#### [Problem to solve]
Filter the rows below, keeping only those that contain the string "instance" with the same capitalization, and copy each one out in full.

#### [Record set]
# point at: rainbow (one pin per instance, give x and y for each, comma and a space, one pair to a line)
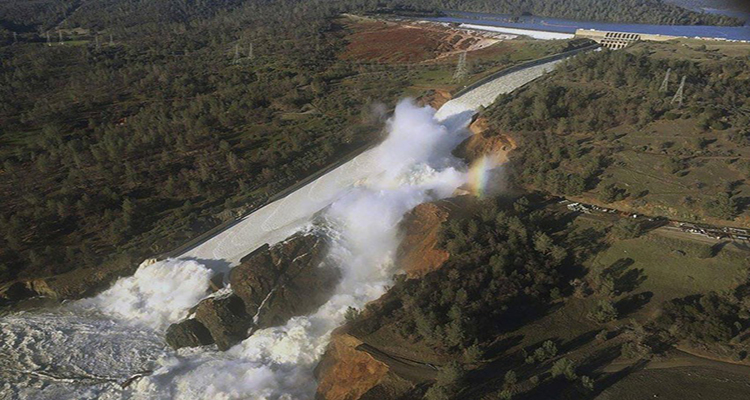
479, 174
...
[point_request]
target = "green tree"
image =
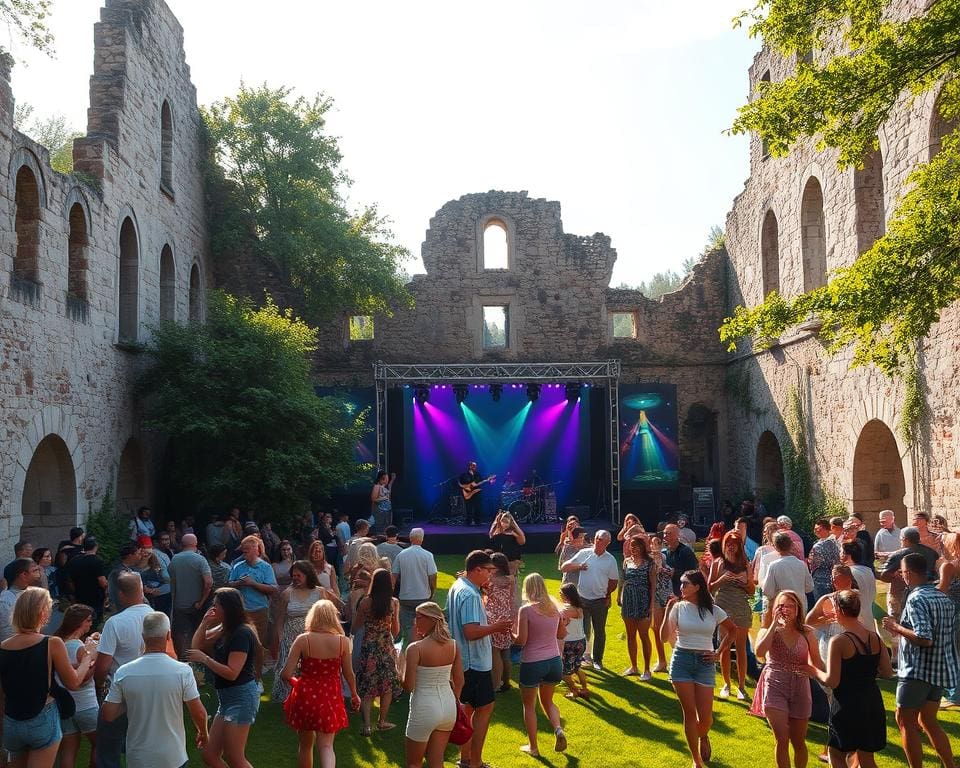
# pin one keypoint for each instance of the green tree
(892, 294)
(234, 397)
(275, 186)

#### [Result of this task]
# point at: rainbow (one pin per instance, give x and y for each, comma and a space, one pair to a line)
# pin one keypoint for each instance of the green tree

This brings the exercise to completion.